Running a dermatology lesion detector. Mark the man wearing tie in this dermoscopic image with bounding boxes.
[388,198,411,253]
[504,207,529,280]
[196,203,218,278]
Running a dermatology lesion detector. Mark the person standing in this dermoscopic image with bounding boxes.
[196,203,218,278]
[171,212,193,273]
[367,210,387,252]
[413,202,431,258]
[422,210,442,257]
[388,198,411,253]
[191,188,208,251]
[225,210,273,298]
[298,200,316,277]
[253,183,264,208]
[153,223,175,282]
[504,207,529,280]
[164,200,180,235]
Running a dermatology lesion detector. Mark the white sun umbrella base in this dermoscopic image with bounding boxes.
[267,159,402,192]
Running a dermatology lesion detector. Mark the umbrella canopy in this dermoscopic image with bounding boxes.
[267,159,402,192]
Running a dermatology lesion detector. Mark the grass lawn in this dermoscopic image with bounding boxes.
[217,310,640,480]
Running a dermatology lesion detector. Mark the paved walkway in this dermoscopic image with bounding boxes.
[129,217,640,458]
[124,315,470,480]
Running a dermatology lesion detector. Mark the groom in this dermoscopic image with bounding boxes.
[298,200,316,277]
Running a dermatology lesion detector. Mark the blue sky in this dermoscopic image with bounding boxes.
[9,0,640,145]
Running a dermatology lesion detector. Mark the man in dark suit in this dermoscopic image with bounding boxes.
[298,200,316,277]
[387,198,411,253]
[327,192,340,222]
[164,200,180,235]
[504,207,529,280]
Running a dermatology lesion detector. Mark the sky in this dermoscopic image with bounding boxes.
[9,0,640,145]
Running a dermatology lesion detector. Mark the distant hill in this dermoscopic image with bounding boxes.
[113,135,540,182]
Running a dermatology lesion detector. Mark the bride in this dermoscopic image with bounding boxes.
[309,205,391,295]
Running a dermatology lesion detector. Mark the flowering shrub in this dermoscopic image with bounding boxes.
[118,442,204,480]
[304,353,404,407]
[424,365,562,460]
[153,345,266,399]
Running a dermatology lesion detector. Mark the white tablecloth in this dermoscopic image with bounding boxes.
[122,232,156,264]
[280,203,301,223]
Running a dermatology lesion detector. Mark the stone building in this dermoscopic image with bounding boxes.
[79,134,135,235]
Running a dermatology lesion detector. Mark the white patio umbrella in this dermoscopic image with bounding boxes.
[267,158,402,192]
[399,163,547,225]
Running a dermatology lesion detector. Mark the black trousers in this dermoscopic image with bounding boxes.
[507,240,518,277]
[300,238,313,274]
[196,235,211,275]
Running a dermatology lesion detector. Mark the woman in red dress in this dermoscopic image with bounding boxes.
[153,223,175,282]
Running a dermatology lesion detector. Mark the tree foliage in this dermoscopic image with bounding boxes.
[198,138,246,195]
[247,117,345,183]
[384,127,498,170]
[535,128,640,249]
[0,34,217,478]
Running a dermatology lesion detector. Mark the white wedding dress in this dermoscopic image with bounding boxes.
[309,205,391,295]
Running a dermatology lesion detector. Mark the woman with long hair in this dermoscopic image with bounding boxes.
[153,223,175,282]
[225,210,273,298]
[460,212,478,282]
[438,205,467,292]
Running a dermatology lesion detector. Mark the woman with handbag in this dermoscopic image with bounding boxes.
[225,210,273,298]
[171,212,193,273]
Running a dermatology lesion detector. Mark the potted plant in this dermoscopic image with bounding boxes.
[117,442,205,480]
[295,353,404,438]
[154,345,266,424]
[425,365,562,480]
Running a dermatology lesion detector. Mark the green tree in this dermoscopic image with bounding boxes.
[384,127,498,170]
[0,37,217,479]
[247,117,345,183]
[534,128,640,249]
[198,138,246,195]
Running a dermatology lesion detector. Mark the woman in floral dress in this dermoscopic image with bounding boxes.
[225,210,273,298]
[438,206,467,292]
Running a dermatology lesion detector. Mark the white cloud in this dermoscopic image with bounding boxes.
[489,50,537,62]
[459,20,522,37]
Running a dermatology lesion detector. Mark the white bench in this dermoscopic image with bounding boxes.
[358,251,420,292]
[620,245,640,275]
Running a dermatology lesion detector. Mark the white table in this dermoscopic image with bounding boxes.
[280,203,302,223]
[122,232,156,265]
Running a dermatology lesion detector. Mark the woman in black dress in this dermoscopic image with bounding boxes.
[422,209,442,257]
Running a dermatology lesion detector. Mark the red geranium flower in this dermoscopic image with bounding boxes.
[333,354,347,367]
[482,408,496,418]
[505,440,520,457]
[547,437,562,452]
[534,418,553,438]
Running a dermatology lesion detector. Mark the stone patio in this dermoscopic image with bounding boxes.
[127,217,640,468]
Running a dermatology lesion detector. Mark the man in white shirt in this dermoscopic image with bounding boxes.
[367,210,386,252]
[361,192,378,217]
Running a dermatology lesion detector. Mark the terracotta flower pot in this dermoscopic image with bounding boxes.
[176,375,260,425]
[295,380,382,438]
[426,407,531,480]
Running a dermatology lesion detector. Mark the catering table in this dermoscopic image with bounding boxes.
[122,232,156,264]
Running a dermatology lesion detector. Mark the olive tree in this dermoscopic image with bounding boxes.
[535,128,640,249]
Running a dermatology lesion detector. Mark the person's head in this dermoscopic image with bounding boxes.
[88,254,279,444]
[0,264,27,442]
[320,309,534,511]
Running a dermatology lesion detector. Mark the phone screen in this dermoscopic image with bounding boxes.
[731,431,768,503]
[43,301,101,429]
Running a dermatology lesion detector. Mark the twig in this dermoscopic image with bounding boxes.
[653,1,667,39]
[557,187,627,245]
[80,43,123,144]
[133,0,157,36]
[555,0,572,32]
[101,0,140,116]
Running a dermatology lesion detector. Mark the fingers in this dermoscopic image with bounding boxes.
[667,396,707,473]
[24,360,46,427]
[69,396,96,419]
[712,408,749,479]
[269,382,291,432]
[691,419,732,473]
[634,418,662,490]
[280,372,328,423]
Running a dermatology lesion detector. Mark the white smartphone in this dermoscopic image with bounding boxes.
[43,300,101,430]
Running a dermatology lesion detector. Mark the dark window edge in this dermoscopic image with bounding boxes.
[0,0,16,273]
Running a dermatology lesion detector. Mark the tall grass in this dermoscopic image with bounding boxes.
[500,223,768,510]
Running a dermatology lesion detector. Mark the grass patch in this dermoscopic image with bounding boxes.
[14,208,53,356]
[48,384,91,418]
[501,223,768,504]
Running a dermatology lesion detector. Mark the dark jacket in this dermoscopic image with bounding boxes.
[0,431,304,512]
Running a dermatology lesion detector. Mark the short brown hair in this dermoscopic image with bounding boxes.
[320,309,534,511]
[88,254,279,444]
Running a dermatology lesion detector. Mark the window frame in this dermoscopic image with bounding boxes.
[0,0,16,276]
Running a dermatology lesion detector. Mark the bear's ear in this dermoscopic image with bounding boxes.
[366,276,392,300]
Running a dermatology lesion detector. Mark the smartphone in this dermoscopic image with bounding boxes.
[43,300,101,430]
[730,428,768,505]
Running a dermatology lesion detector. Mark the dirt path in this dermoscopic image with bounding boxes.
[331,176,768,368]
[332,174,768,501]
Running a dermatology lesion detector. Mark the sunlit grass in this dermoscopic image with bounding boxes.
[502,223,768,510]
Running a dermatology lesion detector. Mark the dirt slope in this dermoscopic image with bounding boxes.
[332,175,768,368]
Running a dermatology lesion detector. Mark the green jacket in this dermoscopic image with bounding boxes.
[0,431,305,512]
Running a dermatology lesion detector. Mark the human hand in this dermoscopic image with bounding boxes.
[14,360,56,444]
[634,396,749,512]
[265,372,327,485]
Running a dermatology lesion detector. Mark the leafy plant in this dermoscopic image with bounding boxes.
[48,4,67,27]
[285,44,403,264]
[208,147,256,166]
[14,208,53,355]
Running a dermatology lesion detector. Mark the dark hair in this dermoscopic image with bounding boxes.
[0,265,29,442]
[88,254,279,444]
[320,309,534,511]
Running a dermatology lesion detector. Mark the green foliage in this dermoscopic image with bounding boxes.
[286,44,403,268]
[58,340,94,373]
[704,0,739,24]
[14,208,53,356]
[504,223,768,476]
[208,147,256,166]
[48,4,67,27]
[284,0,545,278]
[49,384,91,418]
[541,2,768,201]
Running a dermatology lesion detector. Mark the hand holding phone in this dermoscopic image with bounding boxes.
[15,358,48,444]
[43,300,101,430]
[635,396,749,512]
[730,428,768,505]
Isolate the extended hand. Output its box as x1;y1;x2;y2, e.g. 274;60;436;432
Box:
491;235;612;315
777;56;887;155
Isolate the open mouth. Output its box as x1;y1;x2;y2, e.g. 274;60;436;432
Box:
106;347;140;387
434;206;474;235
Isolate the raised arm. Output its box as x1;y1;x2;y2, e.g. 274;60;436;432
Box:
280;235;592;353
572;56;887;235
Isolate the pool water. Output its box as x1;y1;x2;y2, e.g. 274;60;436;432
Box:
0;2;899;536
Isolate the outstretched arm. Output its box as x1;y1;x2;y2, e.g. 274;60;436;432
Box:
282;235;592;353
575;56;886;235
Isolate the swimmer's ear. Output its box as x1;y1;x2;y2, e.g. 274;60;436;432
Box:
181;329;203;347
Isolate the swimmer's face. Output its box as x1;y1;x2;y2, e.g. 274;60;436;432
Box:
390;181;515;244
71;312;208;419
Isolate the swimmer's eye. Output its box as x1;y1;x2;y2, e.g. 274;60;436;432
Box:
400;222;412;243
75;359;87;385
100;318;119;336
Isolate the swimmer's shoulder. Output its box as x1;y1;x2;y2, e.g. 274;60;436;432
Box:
--
*DIRECTIONS FOR THIS TASK*:
Reproduce, exactly and with nothing added, the lines from the one that includes "Running a dermatology lesion detector. Mark the leafy" through the last line of the material.

*TASK ANSWER*:
Running a dermatology lesion detector. Mark the leafy plant in this dermoscopic image with bounding boxes.
[48,4,67,27]
[285,44,403,264]
[208,147,256,166]
[14,208,53,355]
Running a dermatology lesion detector. Mark the dark hair in this dermoscopic image with bounding boxes.
[0,265,29,442]
[88,254,279,444]
[320,309,534,511]
Running a dermatology lesion detector. Mark the green foliage in this dermoscopic image with bounding boxes.
[286,44,403,268]
[58,340,94,373]
[704,0,739,24]
[14,208,53,356]
[504,223,768,476]
[208,147,256,166]
[48,4,67,27]
[284,0,545,278]
[49,384,91,418]
[541,2,768,201]
Running a dermatology lesion detector. Mark the hand holding phone in this dermoscopic image with bounding boxes.
[15,358,48,444]
[43,300,101,430]
[635,396,749,512]
[730,428,768,505]
Isolate the extended hand. Output its box as x1;y1;x2;y2, e.g. 274;60;436;432
Box:
491;235;612;315
777;56;887;155
Isolate the open mouth. Output its box as x1;y1;x2;y2, e.g. 274;60;436;432
Box:
106;347;140;387
434;206;474;235
Isolate the raised arm. Output its box as x1;y1;x2;y2, e.g. 274;60;436;432
Box:
280;235;592;353
572;56;887;235
Isolate the pool water. Output its box as x1;y1;x2;y2, e.g. 274;60;436;432
Box:
0;2;899;536
Isolate the outstretched arm. Output its box as x1;y1;x2;y2, e.g. 274;60;436;432
Box:
282;235;592;353
575;56;886;235
Isolate the swimmer's ear. Output its box as x1;y1;x2;y2, e.g. 274;60;436;432
Box:
181;329;203;347
Isolate the swimmer's face. Output its box as x1;y1;x2;y2, e.g. 274;60;436;432
Box:
390;181;515;244
71;312;208;419
Isolate the swimmer's eye. Output its box as x1;y1;x2;y2, e.g. 274;60;436;432
Box:
400;222;412;243
75;359;87;385
100;318;119;336
Isolate the swimmer's shoulder. Output its box as x1;y1;x2;y2, e.g. 274;60;436;432
Box:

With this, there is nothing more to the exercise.